» **Objective**: Locate each line in the records below that contains the string "window", matching case exactly, and copy those lines.

(Bounding-box records)
»»

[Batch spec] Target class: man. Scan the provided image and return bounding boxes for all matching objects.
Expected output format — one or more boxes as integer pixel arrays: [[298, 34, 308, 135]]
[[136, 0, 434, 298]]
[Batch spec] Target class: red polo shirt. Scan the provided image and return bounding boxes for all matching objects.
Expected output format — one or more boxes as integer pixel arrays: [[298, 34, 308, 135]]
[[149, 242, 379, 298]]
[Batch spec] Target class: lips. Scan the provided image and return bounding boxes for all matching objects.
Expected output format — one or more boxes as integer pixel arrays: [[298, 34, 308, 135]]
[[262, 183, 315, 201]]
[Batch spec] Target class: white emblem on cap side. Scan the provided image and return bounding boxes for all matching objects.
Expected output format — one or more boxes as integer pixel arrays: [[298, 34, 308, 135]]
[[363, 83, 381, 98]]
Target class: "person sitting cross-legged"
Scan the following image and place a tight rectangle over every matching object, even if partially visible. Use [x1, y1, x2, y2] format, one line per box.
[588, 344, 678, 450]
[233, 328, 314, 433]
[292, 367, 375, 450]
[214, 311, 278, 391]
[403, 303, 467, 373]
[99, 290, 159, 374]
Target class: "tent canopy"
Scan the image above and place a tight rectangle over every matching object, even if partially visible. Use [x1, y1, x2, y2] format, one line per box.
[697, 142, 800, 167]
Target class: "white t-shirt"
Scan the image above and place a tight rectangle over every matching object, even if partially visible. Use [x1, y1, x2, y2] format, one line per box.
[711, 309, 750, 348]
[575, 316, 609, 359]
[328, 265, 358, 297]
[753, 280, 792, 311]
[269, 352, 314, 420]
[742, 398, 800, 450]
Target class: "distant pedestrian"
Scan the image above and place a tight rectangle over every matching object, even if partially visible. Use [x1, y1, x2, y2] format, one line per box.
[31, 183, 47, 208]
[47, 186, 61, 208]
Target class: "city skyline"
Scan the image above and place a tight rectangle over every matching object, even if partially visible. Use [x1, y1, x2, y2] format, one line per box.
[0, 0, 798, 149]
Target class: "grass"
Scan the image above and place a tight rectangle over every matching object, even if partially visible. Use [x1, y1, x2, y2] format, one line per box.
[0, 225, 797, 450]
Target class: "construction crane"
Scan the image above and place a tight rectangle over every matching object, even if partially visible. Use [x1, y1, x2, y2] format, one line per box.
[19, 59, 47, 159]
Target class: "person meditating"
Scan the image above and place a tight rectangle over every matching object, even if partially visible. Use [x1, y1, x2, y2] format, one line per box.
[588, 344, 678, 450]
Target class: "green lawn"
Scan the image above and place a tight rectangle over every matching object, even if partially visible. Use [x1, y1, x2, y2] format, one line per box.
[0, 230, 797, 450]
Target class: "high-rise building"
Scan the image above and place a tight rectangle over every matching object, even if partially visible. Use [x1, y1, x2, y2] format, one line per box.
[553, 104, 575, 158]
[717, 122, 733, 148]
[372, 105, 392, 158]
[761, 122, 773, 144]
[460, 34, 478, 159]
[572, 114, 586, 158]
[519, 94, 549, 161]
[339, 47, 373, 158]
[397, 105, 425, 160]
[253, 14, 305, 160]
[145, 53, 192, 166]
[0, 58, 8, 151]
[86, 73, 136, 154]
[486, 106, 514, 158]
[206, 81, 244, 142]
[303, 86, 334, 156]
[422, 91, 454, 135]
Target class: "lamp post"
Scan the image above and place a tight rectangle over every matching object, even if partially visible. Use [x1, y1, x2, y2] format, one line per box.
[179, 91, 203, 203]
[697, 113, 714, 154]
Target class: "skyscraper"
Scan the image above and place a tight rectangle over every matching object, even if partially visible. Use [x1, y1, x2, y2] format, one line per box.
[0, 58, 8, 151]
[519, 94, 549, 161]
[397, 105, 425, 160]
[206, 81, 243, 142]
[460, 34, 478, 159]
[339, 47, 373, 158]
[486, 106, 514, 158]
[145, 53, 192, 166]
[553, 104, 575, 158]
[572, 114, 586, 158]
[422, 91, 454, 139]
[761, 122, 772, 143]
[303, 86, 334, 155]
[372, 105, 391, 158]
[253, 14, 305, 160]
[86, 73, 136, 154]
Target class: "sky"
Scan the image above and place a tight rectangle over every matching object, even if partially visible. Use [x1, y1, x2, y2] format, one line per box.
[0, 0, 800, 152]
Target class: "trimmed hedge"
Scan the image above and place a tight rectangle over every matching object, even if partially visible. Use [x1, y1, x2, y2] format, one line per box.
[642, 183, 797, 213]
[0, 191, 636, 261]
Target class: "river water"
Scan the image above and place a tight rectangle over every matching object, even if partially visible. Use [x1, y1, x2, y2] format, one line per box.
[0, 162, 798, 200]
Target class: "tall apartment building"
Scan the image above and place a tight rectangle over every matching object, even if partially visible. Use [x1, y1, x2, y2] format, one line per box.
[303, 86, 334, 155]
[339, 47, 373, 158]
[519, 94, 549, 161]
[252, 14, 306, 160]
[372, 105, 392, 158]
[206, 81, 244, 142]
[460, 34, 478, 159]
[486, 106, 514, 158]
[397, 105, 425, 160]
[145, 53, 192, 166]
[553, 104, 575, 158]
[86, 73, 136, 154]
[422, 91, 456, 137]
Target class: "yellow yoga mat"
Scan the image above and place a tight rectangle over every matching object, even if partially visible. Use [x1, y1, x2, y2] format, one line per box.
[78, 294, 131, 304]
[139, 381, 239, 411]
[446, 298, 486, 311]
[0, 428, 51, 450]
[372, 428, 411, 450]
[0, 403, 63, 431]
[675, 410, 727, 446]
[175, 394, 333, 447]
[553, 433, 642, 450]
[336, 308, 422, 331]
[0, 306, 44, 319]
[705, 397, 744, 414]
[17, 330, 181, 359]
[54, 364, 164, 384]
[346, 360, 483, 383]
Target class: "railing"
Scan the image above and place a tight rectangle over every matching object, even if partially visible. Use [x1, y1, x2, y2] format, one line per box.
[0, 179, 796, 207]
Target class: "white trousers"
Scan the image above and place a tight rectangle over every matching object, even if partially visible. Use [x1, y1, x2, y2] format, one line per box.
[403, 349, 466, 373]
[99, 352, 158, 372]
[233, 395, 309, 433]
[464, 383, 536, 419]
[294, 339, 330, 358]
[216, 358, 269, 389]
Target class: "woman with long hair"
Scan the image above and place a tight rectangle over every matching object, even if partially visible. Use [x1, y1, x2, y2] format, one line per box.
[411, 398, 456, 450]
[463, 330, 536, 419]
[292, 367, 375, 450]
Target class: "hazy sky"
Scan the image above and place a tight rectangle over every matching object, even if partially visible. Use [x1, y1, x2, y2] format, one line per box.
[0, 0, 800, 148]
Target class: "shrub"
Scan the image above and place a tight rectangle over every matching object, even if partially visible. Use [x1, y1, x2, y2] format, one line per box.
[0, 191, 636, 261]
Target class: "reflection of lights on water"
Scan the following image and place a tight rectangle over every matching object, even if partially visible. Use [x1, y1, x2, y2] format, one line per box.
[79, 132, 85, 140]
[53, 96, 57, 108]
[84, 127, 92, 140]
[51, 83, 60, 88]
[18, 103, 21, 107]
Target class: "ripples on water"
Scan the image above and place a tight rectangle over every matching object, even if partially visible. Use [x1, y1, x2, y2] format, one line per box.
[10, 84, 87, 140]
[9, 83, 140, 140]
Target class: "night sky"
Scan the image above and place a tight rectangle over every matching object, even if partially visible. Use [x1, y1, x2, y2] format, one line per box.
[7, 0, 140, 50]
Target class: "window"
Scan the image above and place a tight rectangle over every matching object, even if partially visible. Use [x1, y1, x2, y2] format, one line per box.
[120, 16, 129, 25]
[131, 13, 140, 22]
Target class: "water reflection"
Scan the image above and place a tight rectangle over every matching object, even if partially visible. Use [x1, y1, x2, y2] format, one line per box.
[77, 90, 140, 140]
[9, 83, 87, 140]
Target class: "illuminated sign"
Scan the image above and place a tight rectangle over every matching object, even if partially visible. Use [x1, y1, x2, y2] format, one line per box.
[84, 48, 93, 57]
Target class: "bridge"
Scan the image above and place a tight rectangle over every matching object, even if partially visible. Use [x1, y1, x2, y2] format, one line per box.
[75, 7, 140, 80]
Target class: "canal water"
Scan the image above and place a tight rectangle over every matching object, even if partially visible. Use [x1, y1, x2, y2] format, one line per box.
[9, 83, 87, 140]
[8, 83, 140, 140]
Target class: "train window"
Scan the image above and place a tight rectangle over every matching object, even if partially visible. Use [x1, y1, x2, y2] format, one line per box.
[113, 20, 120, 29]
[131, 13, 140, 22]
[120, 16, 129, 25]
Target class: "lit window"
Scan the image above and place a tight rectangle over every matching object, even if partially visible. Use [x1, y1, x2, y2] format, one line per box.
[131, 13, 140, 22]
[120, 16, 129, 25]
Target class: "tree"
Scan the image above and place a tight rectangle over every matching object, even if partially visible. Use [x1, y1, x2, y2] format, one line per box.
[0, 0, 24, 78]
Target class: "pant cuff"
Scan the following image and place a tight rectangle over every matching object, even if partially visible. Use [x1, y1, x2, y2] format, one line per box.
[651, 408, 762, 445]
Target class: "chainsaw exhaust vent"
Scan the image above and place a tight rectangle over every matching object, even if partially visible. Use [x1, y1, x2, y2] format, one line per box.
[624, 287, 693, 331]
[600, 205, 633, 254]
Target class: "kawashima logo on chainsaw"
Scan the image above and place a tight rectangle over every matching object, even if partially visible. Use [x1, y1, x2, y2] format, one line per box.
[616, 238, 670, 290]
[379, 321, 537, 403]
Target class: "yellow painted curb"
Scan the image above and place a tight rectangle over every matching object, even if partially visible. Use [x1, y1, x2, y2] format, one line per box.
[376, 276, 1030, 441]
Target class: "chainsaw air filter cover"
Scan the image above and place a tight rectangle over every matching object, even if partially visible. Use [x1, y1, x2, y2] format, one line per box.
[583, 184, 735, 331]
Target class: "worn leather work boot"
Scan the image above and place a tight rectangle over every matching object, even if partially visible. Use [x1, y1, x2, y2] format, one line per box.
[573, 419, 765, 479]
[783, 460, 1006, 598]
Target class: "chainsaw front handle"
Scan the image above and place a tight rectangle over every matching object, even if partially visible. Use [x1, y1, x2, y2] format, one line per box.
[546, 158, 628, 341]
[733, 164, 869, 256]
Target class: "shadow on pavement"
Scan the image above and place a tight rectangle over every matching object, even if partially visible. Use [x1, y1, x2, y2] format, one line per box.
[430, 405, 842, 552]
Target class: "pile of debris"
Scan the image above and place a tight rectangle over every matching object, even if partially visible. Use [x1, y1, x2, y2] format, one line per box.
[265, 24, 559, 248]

««

» **Response**:
Target class: "window"
Target class: "train window"
Target class: "lit window"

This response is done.